### EXERCISE DESCRIPTION
The data below is to be returned in full and exactly.

### RECORDED INFORMATION
+--

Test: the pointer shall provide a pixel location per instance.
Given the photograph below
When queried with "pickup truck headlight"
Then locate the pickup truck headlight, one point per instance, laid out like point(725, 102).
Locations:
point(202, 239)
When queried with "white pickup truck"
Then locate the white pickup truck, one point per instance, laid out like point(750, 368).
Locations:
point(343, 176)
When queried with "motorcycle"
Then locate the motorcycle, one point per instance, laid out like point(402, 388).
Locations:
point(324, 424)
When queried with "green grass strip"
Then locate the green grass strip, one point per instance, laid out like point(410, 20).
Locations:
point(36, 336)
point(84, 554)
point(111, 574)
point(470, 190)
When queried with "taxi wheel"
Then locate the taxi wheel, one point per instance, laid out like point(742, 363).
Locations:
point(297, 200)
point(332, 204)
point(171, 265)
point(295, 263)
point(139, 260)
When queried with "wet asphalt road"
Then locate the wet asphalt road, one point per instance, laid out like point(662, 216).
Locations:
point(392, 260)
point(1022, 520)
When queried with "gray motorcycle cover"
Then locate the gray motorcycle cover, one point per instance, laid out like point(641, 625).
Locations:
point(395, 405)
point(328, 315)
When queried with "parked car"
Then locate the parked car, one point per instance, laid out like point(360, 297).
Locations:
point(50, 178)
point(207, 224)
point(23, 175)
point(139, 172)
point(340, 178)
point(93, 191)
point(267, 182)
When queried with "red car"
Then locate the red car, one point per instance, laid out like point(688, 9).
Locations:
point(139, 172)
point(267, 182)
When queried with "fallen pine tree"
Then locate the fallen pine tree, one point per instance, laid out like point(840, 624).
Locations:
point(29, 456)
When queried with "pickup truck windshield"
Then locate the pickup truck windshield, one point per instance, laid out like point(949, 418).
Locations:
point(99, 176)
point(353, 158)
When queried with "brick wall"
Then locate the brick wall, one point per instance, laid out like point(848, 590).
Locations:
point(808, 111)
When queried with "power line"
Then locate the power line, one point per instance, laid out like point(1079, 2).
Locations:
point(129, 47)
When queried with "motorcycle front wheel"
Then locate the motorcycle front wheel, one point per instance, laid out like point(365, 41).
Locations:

+--

### SOLUTION FOR THIS TASK
Test: the pointer shall provide a pixel location per instance.
Given the photograph below
When queried with "pickup truck headlight"
Then locate the pickup truck headlight, one point per instance, laid out like point(725, 102).
Locations:
point(202, 239)
When queried with "white pickup truck"
Then locate the white pickup truck, one point per instance, laid out like point(750, 368).
Locations:
point(343, 176)
When queried with "motorcycle"
Then locate the motorcycle, one point per instance, laid out like point(402, 388).
Locations:
point(324, 424)
When queried with "green grass strip"
Then locate the green grass strip, one point per instance, laid out like point(410, 20).
Locations:
point(36, 336)
point(84, 554)
point(111, 574)
point(470, 190)
When queried with "taxi wheel"
Then locate the taxi wheel, one point per instance, laid out like point(742, 363).
Locations:
point(297, 200)
point(332, 204)
point(171, 265)
point(295, 263)
point(139, 260)
When queried with "wet asphalt road"
Then locate the wet asphalt road, one point per instance, laid out like point(662, 216).
Locations:
point(392, 260)
point(1022, 520)
When queried with "gray motorcycle cover"
Then locate the gray motorcycle cover, one point per instance, laid out like point(641, 625).
Locations:
point(395, 405)
point(328, 315)
When queried with "parked car"
Then locate the parked car, one point per instance, laid out like point(360, 297).
Locations:
point(50, 178)
point(207, 224)
point(23, 175)
point(139, 172)
point(340, 178)
point(93, 191)
point(267, 182)
When queried with "red car"
Then locate the red car, one point per instance, laid out like point(688, 9).
Locations:
point(139, 172)
point(267, 182)
When queried with "fallen pine tree"
Then locate the fallen pine tree, one point per instance, laid out like point(840, 624).
Locations:
point(29, 456)
When queried with "pickup truck windshield"
Then locate the pickup truck windshield, one point per instance, laid out like point(949, 418).
Locations:
point(99, 176)
point(353, 158)
When queried with "brick wall"
Then locate the brick wall, one point per instance, laid out like point(848, 590).
Locations:
point(808, 111)
When queried with "power line"
Then locate the power line, one point per instance, laid out like point(1079, 2).
Locations:
point(129, 47)
When queried with "motorcycle front wheel"
Then locate the motorcycle front wheel, one point per instance, laid out like point(365, 41).
Locations:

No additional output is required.